Stored dataset items:
====
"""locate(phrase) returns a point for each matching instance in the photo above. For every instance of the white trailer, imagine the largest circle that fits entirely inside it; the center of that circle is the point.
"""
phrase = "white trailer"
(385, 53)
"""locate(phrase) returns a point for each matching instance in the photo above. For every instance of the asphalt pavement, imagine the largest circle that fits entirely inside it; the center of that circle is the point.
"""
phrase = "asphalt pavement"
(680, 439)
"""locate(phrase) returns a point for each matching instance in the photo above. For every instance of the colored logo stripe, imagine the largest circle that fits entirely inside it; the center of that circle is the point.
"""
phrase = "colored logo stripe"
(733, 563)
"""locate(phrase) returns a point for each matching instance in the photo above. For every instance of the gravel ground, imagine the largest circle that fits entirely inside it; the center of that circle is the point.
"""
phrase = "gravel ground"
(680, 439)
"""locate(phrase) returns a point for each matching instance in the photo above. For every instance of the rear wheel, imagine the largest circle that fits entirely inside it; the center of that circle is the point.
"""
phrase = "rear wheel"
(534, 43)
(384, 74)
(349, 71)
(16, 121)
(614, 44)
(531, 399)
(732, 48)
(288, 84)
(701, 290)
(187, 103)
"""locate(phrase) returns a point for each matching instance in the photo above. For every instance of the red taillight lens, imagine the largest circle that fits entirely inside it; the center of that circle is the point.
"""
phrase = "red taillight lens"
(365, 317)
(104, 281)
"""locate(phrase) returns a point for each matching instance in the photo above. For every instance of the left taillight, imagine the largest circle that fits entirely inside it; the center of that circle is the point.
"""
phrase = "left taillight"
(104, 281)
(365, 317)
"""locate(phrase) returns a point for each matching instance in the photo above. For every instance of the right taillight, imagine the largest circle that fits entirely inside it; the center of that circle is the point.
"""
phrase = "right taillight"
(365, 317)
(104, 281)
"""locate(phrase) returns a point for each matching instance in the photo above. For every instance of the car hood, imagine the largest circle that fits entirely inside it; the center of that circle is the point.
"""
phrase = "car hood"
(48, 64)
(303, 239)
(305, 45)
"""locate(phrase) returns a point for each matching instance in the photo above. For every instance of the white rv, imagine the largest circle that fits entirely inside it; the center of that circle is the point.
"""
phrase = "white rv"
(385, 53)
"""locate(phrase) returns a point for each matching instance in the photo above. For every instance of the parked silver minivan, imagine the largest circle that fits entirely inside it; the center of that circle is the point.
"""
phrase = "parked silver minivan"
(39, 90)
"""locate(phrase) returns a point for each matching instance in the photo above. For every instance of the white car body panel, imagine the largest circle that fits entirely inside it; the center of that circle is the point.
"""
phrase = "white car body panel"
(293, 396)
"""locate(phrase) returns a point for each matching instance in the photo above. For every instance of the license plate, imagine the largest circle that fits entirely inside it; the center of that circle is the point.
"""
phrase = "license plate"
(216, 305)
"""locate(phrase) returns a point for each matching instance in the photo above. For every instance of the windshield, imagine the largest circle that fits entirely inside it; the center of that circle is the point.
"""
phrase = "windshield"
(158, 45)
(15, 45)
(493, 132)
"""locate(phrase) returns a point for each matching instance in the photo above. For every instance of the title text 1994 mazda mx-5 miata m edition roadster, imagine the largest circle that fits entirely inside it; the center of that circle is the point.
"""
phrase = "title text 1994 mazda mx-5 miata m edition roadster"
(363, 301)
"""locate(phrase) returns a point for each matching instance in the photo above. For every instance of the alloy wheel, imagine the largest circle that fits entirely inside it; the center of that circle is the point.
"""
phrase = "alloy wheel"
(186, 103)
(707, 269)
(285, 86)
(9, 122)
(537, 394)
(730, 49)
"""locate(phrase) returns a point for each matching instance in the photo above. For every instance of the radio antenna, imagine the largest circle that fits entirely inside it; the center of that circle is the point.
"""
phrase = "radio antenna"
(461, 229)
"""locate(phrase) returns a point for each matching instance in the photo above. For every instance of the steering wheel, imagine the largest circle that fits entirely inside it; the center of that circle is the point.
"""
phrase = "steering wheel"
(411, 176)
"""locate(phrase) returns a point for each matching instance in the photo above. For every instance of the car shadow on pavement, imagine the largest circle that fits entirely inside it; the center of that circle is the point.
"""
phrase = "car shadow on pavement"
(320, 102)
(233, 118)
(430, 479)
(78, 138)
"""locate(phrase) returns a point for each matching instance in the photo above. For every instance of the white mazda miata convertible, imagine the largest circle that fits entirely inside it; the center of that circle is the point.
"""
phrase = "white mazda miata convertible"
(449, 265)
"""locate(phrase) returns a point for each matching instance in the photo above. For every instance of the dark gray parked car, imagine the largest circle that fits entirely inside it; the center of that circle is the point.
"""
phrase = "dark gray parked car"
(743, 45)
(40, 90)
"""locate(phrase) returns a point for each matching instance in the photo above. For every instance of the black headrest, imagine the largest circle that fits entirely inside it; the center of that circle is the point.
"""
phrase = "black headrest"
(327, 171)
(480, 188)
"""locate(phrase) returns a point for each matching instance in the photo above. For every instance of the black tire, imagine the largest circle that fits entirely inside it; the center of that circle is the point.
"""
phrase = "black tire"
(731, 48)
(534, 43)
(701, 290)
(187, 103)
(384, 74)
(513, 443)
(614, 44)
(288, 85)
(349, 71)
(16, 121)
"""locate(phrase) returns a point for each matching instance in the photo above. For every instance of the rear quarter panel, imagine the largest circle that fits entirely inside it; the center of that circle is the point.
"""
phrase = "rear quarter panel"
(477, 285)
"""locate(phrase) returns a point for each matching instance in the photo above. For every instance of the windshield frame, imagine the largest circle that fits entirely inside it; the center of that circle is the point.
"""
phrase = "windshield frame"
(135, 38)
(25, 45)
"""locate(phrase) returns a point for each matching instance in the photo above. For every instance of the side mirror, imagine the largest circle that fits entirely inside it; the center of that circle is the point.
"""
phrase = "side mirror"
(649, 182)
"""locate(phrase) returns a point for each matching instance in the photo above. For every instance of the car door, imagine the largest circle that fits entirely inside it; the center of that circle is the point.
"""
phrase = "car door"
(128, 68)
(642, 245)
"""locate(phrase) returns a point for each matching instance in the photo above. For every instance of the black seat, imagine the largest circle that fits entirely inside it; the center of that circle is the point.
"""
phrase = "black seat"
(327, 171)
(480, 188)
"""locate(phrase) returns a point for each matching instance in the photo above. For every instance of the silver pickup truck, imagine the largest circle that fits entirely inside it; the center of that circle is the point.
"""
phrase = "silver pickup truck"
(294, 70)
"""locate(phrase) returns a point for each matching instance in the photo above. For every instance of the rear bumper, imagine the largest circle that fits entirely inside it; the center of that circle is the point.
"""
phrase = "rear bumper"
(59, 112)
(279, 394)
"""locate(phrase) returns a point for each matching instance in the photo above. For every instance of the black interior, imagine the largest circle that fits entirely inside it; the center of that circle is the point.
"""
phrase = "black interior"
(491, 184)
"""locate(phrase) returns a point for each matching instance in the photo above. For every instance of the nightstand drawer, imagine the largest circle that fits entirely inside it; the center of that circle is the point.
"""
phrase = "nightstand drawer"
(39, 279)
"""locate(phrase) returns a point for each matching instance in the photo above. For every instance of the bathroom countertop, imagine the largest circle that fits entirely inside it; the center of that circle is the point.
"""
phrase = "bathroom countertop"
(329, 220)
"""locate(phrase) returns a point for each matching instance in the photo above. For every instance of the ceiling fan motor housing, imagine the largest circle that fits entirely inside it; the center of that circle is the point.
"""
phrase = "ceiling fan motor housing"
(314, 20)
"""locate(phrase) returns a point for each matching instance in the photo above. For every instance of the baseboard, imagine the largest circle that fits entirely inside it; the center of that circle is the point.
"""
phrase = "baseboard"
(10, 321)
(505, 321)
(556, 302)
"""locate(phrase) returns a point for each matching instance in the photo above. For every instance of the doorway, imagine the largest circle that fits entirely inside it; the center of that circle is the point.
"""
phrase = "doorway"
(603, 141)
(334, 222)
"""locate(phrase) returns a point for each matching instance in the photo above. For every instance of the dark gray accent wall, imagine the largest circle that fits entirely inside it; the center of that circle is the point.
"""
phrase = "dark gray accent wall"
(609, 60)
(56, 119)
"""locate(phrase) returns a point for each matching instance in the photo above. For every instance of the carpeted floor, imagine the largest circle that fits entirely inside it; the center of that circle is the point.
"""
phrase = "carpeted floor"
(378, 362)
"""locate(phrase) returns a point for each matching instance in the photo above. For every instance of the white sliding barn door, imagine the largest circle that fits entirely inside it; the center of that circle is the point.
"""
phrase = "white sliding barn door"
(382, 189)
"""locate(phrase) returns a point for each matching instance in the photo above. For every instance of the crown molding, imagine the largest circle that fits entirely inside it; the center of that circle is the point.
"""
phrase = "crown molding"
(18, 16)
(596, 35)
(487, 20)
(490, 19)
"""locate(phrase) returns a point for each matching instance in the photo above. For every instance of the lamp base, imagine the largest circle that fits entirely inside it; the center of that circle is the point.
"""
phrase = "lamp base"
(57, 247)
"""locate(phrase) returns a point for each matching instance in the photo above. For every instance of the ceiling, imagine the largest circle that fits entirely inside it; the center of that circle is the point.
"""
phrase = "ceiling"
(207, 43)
====
* **Exercise aim**:
Set down, unchanged, the line that contains "of the lamp" together with every later line in the records, through the last one.

* **Reply to the exercise**:
"""locate(phrase) returns a point for each matching instance in the photo above. For every instance of the lamp base, imagine the largest circle that fits entirely inside it; the center of that circle is the point.
"""
phrase = "lamp base"
(57, 247)
"""locate(phrase) returns a point for each matching instance in the photo above. For every instance of the ceiling, imagine the largest circle that fits entirely inside it; the center of that circle is the point.
"""
phrase = "ceiling"
(207, 43)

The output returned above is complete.